[Start of section]

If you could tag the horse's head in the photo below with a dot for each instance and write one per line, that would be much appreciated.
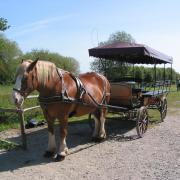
(23, 82)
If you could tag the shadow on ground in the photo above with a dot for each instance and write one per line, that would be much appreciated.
(79, 138)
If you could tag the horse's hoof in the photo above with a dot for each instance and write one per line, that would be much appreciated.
(48, 154)
(59, 158)
(98, 139)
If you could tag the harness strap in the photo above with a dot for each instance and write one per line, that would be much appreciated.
(81, 90)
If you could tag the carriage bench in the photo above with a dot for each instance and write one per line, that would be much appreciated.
(155, 93)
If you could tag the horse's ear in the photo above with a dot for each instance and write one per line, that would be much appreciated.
(31, 66)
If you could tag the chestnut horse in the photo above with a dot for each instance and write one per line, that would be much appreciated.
(61, 95)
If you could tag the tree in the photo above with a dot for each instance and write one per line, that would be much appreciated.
(3, 24)
(67, 63)
(9, 55)
(121, 36)
(113, 69)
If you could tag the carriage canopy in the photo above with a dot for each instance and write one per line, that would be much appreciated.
(130, 53)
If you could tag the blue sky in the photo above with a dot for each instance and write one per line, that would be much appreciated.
(71, 27)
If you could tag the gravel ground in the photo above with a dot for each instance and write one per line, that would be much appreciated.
(122, 156)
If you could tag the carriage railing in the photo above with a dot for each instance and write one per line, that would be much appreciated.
(156, 88)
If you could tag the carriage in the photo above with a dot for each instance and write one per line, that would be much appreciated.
(126, 97)
(62, 95)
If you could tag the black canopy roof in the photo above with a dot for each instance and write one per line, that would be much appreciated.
(131, 53)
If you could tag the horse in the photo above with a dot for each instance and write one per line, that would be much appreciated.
(62, 95)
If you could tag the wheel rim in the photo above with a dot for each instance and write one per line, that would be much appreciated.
(142, 122)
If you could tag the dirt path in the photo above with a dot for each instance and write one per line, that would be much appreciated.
(122, 156)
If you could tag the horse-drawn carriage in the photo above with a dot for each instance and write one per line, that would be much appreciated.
(127, 98)
(62, 95)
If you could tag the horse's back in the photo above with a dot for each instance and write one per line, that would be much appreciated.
(95, 83)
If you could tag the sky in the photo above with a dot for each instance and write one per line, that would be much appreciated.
(72, 27)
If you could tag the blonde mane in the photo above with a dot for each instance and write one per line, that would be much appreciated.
(45, 72)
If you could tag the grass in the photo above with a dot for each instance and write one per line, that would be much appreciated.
(10, 120)
(7, 145)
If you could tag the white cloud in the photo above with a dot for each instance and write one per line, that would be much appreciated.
(37, 25)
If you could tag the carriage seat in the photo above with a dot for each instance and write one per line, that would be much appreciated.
(121, 94)
(154, 93)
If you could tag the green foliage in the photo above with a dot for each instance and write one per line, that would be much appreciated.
(121, 36)
(3, 24)
(112, 69)
(9, 55)
(66, 63)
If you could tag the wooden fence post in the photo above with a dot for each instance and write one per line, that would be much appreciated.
(23, 134)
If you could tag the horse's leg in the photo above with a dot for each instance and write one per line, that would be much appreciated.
(51, 139)
(96, 126)
(63, 149)
(102, 132)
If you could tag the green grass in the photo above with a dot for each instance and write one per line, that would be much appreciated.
(10, 120)
(7, 145)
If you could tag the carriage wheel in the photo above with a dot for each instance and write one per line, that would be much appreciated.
(142, 121)
(163, 109)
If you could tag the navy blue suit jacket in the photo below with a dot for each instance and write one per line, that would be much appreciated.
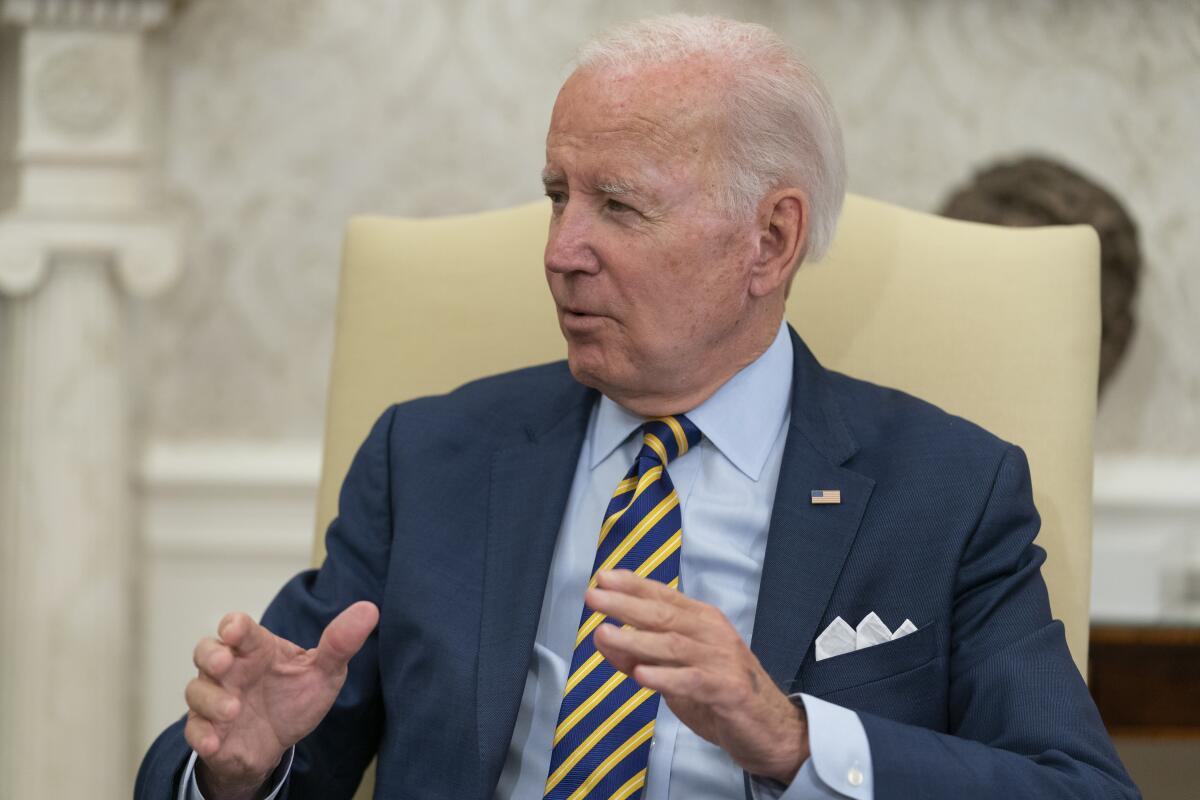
(448, 521)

[End of section]

• _Problem statement_:
Except for the pictures, return every line of the material exactly.

• _Answer to this exercise_:
If you could tag the horse's head in the photo below with a dot for each instance and write one per line, that would be much appreciated.
(23, 82)
If you could tag the shadow on ground in the photo above with a dot for each instance and write one per line, that would be much appreciated.
(79, 138)
If you could tag the horse's hoof in the photo above with a dot for each instance and write one per line, that would be much appreciated.
(48, 154)
(59, 158)
(98, 139)
If you could tag the harness strap in the photo above with a dot for each instance and write one per line, that would be much appreciated.
(81, 90)
If you could tag the carriage bench in the photo above with a dot for each instance and write one per line, that would be much appreciated.
(155, 93)
If you could tag the horse's ear in the photo above with a dot for each instance and write one per line, that would be much appreciated.
(31, 66)
If you could tag the chestnut horse in the photo above with a dot for each instance and write one per line, that would be much appreciated.
(61, 95)
If you could tag the tree in the photo above with a dot for each instance and write one per line, that would be much appreciated.
(3, 24)
(67, 63)
(9, 55)
(121, 36)
(113, 69)
If you could tag the carriage canopy in the photo above with a dot for each instance and write one per line, that would be much appreciated.
(130, 53)
If you could tag the blue sky in the photo above with a dot for each instance and write one per line, that would be much appreciated.
(71, 27)
If you could tag the gravel ground in the photo above with a dot for each instance and write one per line, that would be much appreciated.
(122, 156)
If you could tag the carriage railing in the photo above with a dot for each instance and write one per line, that would be much appreciated.
(156, 88)
If you could tag the carriage in the photo above with a dot for each instance and write one per line, that would be much appreciated.
(126, 97)
(62, 95)
If you could tag the black canopy roof in the photo above with a dot for each instance and write one per line, that would be much appreciated.
(131, 53)
If you could tag the horse in the photo above with a dot for each instance and write one per line, that would be much appreciated.
(62, 95)
If you could tag the wheel rim in the photo above with a dot for each instance and write one per line, that would be much appreciated.
(142, 122)
If you could tag the dirt path in the photo above with a dot for each instance and write one per line, that would be much appreciated.
(122, 156)
If you could tag the horse-drawn carriage in the photo above with a dot for each instance and write one per line, that would be much appreciated.
(127, 98)
(62, 95)
If you could tag the horse's back in the photo above with a dot for each instance and write one per line, that would be much appreciated.
(95, 83)
If you could tag the sky in the photo above with a dot for each instance and write one per line, that would be much appreciated.
(72, 27)
If you could tag the blonde mane in the photo above with a dot for each instance and write one per line, that would be much appreciated.
(45, 72)
If you could tag the grass in the photo above with a dot for each instance and write one per line, that would be much appreciated.
(10, 120)
(7, 145)
If you could tag the white cloud in the photo above with a dot for each instance and write one per line, that would be much appreciated.
(37, 25)
If you could tag the carriage seat in the photo above with a dot for each instance and write one per line, that would be much appreciated.
(121, 94)
(154, 93)
If you could tag the green foliage in the photo above with a dot for each instance and write one per line, that would be much appreciated.
(121, 36)
(3, 24)
(112, 69)
(9, 55)
(66, 63)
If you could tag the wooden fence post in the photo above with a dot for each instance and write one per line, that would be much appreciated.
(23, 134)
If you could tag the horse's leg in the photo above with a dot for each instance and write one per line, that would be much appreciated.
(51, 139)
(96, 126)
(63, 149)
(102, 132)
If you could tag the green grass in the photo above with a dot for each instance and write one per line, that would be much appreciated.
(10, 120)
(7, 145)
If you could tag the carriage wheel in the photo above with a dot for each instance and write one per line, that would be much appreciated.
(142, 121)
(163, 109)
If you could tag the navy blue suit jacket in the photo below with a dot for each instance and write one per line, that would be much appreciated.
(448, 521)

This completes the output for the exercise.